* [Задание 1]: Оформи записи как таблицу Markdown с колонками «№» (номер строки) и «Строка». Возьми всё от строки, содержащей «A single point marks each instance of the building», до конца записей включительно, а пустые строки пропусти.

* [Текст для чтения]:
= = =
Катера с «катюшами» не отставали.

Около двух часов пробивались мы вперед. К счастью, при подходе к анапскому побережью волны стали меньше. Под глушителями приближаемся к берегу. Перестраиваемся в строй фронта, стопорим моторы. Штурман Волобуев, спустившись в моторный отсек — там светло, — занялся расчетами.

В 23 часа 30 минут в небе послышался гул двух наших самолетов МБР. Обычно в таких случаях противник приводил в действие всю свою противовоздушную оборону. А сейчас зажег всего лишь два прожектора где-то в дальнем краю аэродрома и открыл огонь из нескольких пушек. Когда самолеты улетели, стрельба прекратилась, прожекторы потухли, а мы так и не уточнили границ аэродрома.

И все-таки будем стрелять. «Катюши» готовятся к залпу. В этот момент катер Милашенко вдруг рванулся в сторону берега. Куда? Приказываю Подымахину догнать его, кричу в мегафон:

— Назад! Немедленно занять свое место!

— Есть! — донеслось с катера. Я узнал голос Африканова. — А нам показалось, что вы дали сигнал «Вперед».

Похоже, немцы услышали нас. С берега потянулись светящиеся трассы десятка малокалиберных пушек. Приказываю Подымахину поставить дым и лечь на противоартиллерийский [47] зигзаг. Дым стелется за кормой, катер поворачивает то вправо, то влево, а снаряды рвутся все ближе. Я впервые оказался под огнем с берега и, откровенно говоря, заскучал. Вести бой с вражескими катерами легче — можно отвечать огнем. А тут стрелять бесполезно — фашистские артиллеристы сидят в укрытиях, их не достать. Ветер с берега быстро разносит дымзавесу, и нас она не скрывает. Зато катера с «катюшами» противник из-за дыма не видит. Это хорошо, но снаряды уже рвутся у самых бортов катера. Я спохватился: надо увеличить зигзаг. Подымахин понял с полуслова. Катер резко катится в сторону.
= = =
* [Записи]:
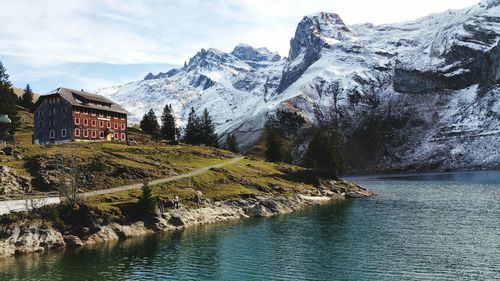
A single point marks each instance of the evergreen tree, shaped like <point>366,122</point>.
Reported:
<point>147,202</point>
<point>26,100</point>
<point>232,144</point>
<point>168,128</point>
<point>8,99</point>
<point>324,154</point>
<point>193,129</point>
<point>208,135</point>
<point>275,150</point>
<point>149,124</point>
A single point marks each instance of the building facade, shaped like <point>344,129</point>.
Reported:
<point>70,115</point>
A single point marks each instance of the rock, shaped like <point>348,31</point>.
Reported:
<point>133,230</point>
<point>72,241</point>
<point>31,239</point>
<point>106,233</point>
<point>9,151</point>
<point>10,182</point>
<point>176,220</point>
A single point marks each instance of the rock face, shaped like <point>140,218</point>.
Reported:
= = =
* [Задание 2]: Перечисли все фамилии людей, которые упоминаются в тексте о рейде катеров.

* [Ответ 1]:
| № | Строка |
|---|---|
| 1 | A single point marks each instance of the building facade, shaped like <point>344,129</point>. |
| 2 | Reported: |
| 3 | <point>70,115</point> |
| 4 | A single point marks each instance of the rock, shaped like <point>348,31</point>. |
| 5 | Reported: |
| 6 | <point>133,230</point> |
| 7 | <point>72,241</point> |
| 8 | <point>31,239</point> |
| 9 | <point>106,233</point> |
| 10 | <point>9,151</point> |
| 11 | <point>10,182</point> |
| 12 | <point>176,220</point> |
| 13 | A single point marks each instance of the rock face, shaped like <point>140,218</point>. |
| 14 | Reported: |

* [Ответ 2]: Волобуев, Милашенко, Подымахин, Африканов.